(WHAT THE EXERCISE ASKS): Rewrite the stretch of the listing from the line containing "TARGET = bird's chest" through the end of the listing, substituting "central" for every "innermost" and leaving all else unchanged.
## START RECORDS TO USE
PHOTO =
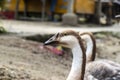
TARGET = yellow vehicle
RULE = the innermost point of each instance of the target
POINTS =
(61, 6)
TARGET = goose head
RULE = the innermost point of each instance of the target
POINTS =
(66, 39)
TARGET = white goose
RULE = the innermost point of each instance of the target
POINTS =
(90, 45)
(88, 37)
(93, 70)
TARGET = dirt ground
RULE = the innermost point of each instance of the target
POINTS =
(22, 59)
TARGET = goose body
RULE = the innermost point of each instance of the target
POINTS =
(101, 69)
(95, 70)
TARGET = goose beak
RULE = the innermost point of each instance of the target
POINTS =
(55, 41)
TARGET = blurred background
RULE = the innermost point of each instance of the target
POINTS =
(26, 24)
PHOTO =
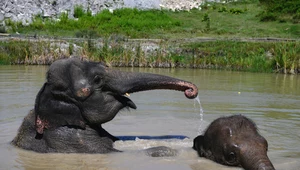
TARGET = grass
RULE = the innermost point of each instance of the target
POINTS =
(283, 57)
(235, 19)
(241, 19)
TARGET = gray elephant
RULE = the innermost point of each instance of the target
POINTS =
(77, 98)
(234, 141)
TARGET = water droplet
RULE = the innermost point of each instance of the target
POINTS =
(200, 129)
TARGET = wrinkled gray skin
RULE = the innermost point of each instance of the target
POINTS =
(234, 141)
(77, 98)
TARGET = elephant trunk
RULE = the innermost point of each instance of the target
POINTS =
(127, 82)
(257, 162)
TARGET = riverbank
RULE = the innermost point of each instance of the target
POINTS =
(247, 54)
(219, 36)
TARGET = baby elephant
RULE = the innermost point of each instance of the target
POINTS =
(234, 141)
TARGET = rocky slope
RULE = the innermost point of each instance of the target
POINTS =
(24, 10)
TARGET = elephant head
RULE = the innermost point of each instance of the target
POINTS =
(79, 93)
(234, 141)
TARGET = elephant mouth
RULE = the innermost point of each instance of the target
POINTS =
(124, 99)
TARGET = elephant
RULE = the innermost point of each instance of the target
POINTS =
(234, 141)
(77, 98)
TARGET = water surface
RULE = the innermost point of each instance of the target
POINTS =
(271, 100)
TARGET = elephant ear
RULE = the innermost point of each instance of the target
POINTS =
(55, 103)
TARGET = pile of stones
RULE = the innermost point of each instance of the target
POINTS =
(24, 10)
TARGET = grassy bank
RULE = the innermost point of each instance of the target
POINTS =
(235, 19)
(281, 57)
(215, 20)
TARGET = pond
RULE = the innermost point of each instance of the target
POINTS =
(270, 100)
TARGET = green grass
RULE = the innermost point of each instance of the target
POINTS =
(283, 57)
(236, 19)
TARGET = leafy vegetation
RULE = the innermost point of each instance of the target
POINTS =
(281, 10)
(233, 19)
(239, 19)
(232, 55)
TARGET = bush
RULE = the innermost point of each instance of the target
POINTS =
(268, 16)
(281, 6)
(78, 12)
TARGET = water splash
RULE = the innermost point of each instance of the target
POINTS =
(200, 128)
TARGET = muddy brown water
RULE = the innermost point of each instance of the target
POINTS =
(271, 100)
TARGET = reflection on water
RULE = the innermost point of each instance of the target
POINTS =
(271, 100)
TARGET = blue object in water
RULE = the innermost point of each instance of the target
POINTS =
(124, 138)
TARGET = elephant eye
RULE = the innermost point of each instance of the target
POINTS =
(97, 79)
(231, 157)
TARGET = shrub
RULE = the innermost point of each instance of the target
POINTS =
(78, 12)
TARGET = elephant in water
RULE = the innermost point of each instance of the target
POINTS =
(77, 98)
(234, 141)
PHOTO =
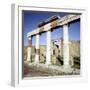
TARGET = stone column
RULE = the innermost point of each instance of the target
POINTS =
(66, 48)
(29, 49)
(48, 47)
(37, 49)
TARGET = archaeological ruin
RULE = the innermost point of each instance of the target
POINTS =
(53, 56)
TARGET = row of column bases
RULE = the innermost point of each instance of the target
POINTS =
(66, 64)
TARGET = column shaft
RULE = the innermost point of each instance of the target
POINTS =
(29, 49)
(37, 49)
(48, 47)
(66, 46)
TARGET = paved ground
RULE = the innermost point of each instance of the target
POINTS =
(29, 71)
(32, 71)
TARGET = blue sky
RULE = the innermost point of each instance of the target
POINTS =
(32, 18)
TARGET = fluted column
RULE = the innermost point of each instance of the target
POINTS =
(29, 49)
(48, 47)
(37, 47)
(66, 47)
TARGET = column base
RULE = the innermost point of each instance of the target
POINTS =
(67, 69)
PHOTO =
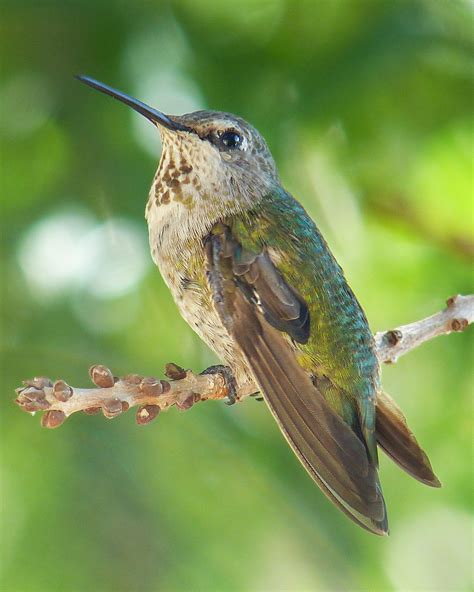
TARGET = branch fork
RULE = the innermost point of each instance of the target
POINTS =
(113, 396)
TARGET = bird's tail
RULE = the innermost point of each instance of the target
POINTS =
(397, 440)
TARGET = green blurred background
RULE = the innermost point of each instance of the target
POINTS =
(367, 107)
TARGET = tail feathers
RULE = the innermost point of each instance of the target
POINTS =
(397, 440)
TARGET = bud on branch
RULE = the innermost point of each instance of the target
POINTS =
(183, 388)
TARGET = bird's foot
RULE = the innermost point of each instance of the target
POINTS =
(229, 379)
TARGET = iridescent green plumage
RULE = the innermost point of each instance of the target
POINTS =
(252, 275)
(340, 352)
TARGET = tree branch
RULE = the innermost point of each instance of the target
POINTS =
(114, 395)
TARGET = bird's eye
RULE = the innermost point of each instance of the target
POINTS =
(231, 139)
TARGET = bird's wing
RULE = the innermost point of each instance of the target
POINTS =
(262, 312)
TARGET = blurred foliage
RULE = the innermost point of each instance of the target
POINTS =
(367, 107)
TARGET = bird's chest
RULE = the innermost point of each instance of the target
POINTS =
(180, 257)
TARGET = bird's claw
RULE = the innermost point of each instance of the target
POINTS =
(229, 379)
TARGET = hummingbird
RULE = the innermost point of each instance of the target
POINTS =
(253, 276)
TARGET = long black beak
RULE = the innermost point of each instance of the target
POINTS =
(153, 115)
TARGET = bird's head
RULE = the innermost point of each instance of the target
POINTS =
(206, 154)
## END RECORDS TO USE
(OUTPUT FOR THIS TASK):
TARGET = bird's chest
RULE = the central point of each instance of the target
POINTS =
(180, 257)
TARGET = bird's claw
RULE = the central point of each instance of the target
POINTS =
(229, 379)
TARGET = hummingbird
RULE = the central point of each instance of the target
POINTS =
(253, 276)
TARGET = long black beak
RULE = the central point of each instance of the target
POINTS =
(153, 115)
TARGET = bird's head
RULE = the central point of each instance of the target
POINTS =
(206, 154)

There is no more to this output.